**TASK TO COMPLETE**
Repeat only the lines from the one holding "Exercise. Identify the green fence" down to the last line of the listing below, including both of those lines.

[Records from a data collection]
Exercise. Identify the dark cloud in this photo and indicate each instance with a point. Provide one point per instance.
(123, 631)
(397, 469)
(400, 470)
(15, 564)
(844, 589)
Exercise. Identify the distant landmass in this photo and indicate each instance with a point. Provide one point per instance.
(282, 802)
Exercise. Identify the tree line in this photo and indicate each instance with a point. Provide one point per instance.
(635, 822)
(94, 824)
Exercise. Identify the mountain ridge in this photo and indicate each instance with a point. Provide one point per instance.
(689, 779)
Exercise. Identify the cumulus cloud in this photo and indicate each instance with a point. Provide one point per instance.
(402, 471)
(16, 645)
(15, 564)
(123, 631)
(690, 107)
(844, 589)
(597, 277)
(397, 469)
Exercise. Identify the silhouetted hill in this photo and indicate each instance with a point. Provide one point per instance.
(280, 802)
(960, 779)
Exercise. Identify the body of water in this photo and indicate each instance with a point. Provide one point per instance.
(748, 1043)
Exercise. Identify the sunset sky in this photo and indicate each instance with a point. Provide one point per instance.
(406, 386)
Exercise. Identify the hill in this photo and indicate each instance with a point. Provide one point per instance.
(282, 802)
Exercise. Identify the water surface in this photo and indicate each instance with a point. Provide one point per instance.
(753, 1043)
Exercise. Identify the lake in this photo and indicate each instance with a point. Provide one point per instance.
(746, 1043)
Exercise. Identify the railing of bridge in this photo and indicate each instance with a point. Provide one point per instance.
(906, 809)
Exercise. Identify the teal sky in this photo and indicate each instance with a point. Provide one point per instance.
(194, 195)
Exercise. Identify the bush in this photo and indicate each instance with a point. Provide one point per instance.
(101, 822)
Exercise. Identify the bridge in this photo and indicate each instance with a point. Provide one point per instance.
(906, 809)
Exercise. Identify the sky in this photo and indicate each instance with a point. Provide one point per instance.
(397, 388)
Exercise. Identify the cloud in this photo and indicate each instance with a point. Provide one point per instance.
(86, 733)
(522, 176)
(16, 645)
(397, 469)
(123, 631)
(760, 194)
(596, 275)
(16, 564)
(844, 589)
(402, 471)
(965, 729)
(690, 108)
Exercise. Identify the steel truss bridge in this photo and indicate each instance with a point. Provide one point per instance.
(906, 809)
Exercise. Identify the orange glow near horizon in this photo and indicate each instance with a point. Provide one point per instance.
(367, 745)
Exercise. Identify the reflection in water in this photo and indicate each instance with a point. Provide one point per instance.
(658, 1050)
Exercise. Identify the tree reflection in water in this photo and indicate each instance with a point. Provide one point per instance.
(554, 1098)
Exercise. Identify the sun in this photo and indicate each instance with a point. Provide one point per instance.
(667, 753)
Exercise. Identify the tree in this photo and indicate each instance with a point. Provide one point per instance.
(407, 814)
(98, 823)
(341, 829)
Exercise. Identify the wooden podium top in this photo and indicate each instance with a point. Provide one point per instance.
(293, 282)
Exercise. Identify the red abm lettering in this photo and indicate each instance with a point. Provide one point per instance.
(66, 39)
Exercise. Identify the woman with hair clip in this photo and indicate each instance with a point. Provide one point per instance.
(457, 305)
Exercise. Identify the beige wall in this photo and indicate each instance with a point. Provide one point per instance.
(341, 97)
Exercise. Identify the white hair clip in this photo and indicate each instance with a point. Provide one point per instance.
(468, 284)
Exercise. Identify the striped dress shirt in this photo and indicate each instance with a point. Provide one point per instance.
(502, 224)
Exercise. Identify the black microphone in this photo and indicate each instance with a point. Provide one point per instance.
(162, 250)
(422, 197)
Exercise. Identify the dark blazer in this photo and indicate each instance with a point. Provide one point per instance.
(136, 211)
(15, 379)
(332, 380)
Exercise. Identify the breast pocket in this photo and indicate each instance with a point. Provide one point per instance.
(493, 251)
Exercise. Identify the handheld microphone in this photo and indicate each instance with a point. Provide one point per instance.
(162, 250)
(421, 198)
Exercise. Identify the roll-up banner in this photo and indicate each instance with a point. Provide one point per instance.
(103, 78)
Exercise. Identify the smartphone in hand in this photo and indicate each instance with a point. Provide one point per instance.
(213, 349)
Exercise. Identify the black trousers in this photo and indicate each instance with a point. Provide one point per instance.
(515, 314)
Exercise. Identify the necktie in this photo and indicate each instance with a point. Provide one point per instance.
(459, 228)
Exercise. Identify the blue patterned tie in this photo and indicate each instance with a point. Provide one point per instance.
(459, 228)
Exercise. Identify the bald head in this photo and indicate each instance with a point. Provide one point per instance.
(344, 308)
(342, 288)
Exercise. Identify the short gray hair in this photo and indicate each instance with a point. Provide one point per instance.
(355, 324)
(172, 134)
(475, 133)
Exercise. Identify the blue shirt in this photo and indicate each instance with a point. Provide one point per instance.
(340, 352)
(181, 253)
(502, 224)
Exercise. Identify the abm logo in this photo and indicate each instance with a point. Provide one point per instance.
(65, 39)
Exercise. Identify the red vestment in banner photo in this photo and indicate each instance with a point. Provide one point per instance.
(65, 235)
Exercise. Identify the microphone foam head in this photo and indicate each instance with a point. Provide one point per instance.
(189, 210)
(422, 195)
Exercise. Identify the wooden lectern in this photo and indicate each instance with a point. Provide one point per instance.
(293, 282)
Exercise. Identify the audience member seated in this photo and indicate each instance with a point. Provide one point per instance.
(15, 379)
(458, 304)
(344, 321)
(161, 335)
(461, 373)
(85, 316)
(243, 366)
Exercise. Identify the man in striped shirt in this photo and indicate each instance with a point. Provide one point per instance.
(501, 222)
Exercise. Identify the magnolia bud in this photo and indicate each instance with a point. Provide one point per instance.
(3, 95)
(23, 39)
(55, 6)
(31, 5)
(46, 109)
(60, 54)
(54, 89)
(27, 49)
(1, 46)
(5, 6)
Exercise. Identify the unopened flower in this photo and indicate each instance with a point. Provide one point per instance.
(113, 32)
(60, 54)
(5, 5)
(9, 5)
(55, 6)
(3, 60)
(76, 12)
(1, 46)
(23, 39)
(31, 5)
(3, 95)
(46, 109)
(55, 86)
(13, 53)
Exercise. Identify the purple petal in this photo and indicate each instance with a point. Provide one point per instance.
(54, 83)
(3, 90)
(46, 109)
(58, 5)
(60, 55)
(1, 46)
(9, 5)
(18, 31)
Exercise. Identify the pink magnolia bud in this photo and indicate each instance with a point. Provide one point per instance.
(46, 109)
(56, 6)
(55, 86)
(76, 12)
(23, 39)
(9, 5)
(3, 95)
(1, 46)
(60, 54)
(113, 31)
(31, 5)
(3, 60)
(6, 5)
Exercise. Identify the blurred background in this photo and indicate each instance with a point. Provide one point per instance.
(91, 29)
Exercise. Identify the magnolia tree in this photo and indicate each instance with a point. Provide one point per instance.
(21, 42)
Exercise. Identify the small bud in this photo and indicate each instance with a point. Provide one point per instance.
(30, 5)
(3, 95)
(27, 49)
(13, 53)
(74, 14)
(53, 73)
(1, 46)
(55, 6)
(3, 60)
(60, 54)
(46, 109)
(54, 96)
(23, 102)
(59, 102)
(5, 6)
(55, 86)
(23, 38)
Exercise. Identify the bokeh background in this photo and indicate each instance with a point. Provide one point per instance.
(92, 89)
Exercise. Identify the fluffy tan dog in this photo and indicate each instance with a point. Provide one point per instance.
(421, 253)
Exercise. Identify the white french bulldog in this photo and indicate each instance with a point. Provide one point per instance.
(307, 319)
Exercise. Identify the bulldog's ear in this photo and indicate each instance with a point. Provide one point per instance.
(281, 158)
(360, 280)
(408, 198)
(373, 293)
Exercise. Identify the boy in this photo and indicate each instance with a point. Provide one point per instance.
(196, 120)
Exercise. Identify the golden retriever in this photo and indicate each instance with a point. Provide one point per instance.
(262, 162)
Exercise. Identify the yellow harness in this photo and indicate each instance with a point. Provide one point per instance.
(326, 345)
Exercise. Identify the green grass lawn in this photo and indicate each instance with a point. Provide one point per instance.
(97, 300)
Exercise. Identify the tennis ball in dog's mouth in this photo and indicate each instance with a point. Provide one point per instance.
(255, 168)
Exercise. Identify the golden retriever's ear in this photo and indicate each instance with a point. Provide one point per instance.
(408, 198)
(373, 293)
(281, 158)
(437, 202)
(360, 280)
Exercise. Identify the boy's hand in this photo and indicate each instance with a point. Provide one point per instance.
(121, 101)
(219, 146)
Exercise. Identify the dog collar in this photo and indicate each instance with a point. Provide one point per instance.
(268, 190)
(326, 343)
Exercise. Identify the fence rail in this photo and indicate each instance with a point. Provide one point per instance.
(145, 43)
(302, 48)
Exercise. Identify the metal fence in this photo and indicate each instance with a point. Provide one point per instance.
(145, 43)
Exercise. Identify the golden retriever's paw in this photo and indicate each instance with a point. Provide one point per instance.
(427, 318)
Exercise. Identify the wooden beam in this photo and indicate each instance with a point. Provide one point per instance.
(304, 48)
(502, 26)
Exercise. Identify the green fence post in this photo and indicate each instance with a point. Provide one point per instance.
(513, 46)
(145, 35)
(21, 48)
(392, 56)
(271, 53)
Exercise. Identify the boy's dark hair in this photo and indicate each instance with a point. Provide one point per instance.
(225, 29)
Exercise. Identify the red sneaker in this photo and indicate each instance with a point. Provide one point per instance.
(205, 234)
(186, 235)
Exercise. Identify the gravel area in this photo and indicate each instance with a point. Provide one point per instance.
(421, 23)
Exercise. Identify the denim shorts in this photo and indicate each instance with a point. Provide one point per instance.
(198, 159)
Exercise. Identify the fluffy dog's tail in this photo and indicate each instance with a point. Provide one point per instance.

**FINISHED TASK**
Exercise. Identify the green fence post in this photo and indicate each instance with a point. Provide one point per instance.
(513, 46)
(145, 35)
(21, 48)
(392, 56)
(271, 53)
Exercise. Identify the boy's dark hair in this photo and indicate each instance with a point. Provide one point per instance.
(225, 29)
Exercise. Identify the red sneaker in this photo and indicate each instance with a point. Provide one point per instance.
(205, 234)
(186, 235)
Exercise. Identify the gravel area in this photo and indicate each instance with a point. Provide one point per instance.
(421, 23)
Exercise. Identify the denim shorts in this photo and indicate each instance with a point. Provide one point per instance.
(198, 159)
Exercise. Identify the fluffy dog's tail in this photo and indicate each instance with a point. Provide one point per instance.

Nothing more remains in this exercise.